■ **DO THIS**: Copy everything from the line containing "In this photo, each instance of the decorative" down to the end of the entries, but switch "marker" to "pin" and change nothing else.

■ **RECORD SET**:
****************************************

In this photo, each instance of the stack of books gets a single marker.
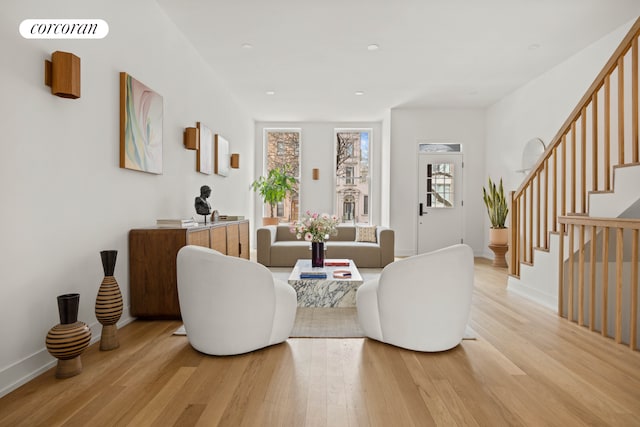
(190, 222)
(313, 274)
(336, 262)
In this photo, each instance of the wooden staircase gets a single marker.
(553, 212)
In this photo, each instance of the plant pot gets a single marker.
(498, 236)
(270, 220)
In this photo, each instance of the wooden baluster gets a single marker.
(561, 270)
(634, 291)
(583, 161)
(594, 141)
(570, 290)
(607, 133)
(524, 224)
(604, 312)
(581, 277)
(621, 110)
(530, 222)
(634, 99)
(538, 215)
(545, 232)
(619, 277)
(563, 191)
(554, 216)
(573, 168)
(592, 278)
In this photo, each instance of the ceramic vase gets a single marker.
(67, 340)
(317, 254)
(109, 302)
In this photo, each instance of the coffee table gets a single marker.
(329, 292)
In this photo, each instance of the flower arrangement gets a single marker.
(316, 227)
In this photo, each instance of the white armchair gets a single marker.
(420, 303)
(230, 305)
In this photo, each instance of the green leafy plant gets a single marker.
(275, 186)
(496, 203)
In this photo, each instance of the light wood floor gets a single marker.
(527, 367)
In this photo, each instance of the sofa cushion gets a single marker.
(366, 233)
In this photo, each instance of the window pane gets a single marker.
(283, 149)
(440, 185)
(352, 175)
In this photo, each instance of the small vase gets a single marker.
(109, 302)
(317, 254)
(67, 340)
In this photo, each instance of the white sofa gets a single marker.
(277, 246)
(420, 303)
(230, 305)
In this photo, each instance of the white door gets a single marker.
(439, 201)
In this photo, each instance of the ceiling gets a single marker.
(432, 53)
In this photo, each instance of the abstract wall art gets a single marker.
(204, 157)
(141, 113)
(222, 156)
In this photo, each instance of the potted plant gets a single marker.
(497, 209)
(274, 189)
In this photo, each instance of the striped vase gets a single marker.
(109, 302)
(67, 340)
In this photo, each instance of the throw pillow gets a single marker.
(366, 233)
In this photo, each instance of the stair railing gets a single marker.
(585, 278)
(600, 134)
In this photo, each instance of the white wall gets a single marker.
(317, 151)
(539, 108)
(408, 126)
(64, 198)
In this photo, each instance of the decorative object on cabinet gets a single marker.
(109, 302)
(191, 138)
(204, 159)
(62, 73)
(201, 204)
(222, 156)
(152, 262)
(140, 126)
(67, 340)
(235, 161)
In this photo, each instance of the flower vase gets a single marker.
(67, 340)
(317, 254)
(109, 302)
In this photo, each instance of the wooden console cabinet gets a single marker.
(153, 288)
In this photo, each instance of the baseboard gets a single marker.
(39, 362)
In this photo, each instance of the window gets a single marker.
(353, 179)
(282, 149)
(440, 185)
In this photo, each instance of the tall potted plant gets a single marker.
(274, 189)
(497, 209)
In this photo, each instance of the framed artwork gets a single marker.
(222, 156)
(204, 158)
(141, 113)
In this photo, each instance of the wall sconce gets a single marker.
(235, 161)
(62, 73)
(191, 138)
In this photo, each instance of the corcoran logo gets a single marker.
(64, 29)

****************************************

■ **PROBLEM SOLUTION**:
In this photo, each instance of the decorative object on cabinet gets a single pin.
(109, 302)
(191, 138)
(204, 159)
(62, 73)
(201, 204)
(222, 156)
(152, 262)
(140, 126)
(67, 340)
(235, 161)
In this photo, each instance of the flower vase gets a single pin.
(67, 340)
(317, 254)
(109, 302)
In this photo, each instance of the wooden console cabinet gets a single pin.
(153, 288)
In this photo, each instance of the baseboard gets a single pin.
(39, 362)
In this photo, each instance of the window gets a single pin.
(353, 179)
(282, 149)
(440, 185)
In this photo, each instance of the tall potted plant gets a single pin.
(274, 189)
(497, 209)
In this photo, each instance of the framed artwork gets a single pin.
(222, 156)
(204, 158)
(141, 113)
In this photo, each instance of the wall sconce gets a single pin.
(235, 161)
(62, 73)
(191, 138)
In this photo, each instance of the corcoran logo gets a single pin.
(64, 29)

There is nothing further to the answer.